** EXCERPTED PASSAGE follows **

Meanwhile... in Japan meets the West

  • Japan is still in the Bakuhan system (no foreigners allowed)
  • 1853 Commodore Perry arrives in Japan in huge black ships (coal ships) which begins the first US presence in the pacific
  • Coaling stations in random islands
  • Bakufu didn’t have power against these coal ships, so they sent a message to Tozama and asked what to do!
  • Recall the the Tozama was the lower class of daimyo-- the outsiders. But they knew the best about foreign culture since they lived so far from the capital.
  • The consensus was to not let them in, BUT the Bakufu let them in anyways
  • The Treaty of Amity and Friendship and Peace: Bakufu won’t kill the US shipwrecked sailors
  • The American Consul would be Townsend Harris
  • Immediately there was the Ansei earthquake that destroyed Edo.
  • This alluded to the Mandate of Heaven: Only those who maintain the mandate of heaven can rule
  • Raised questions about existing regime, esp when dealing with the US
  • Townsend negotiates unfair treaties- The Harris Treaty:         10/24
  1. Opened up treaty ports
  2. Consular Jurisdiction 
  3. Tariff autonomy (with low tariffs)

** End of EXCERPTED PASSAGE **
** DATA SHOWN follows **

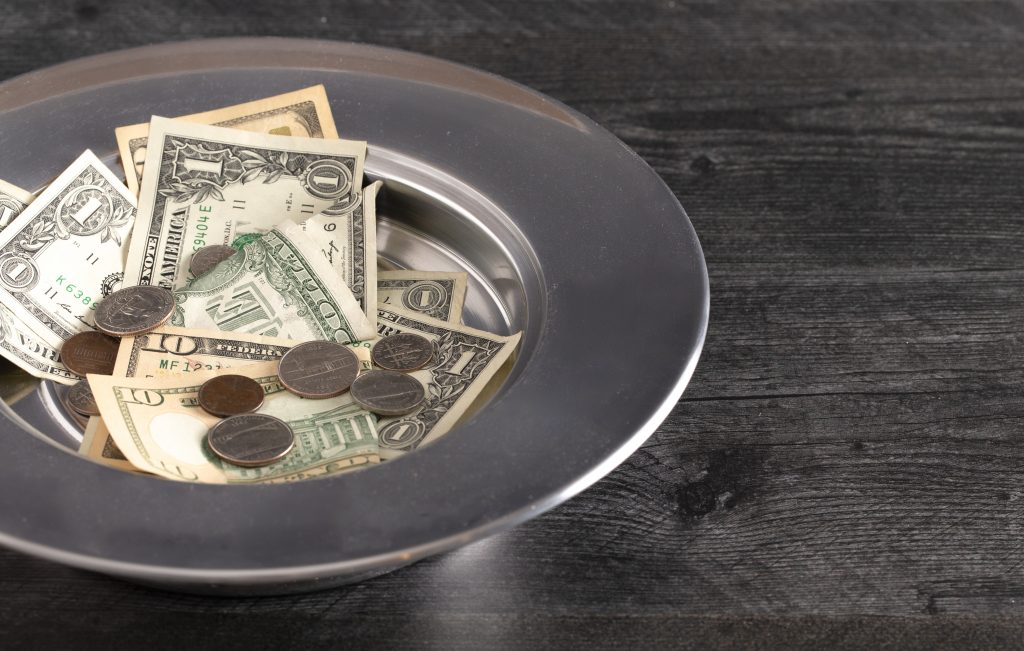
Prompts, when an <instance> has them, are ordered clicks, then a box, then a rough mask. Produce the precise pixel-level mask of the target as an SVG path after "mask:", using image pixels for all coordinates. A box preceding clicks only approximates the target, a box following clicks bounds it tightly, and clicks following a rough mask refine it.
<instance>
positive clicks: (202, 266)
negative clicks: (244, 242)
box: [188, 245, 239, 278]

** End of DATA SHOWN **

• **WHAT YOU ARE ASKED TO DO**
Extract the notes on Japan meeting the West in full, word for word, with every line in its original order. The rows have no connection to the notes on Japan meeting the West.

• **RESULT**
Meanwhile... in Japan meets the West

  • Japan is still in the Bakuhan system (no foreigners allowed)
  • 1853 Commodore Perry arrives in Japan in huge black ships (coal ships) which begins the first US presence in the pacific
  • Coaling stations in random islands
  • Bakufu didn’t have power against these coal ships, so they sent a message to Tozama and asked what to do!
  • Recall the the Tozama was the lower class of daimyo-- the outsiders. But they knew the best about foreign culture since they lived so far from the capital.
  • The consensus was to not let them in, BUT the Bakufu let them in anyways
  • The Treaty of Amity and Friendship and Peace: Bakufu won’t kill the US shipwrecked sailors
  • The American Consul would be Townsend Harris
  • Immediately there was the Ansei earthquake that destroyed Edo.
  • This alluded to the Mandate of Heaven: Only those who maintain the mandate of heaven can rule
  • Raised questions about existing regime, esp when dealing with the US
  • Townsend negotiates unfair treaties- The Harris Treaty:         10/24
  1. Opened up treaty ports
  2. Consular Jurisdiction 
  3. Tariff autonomy (with low tariffs)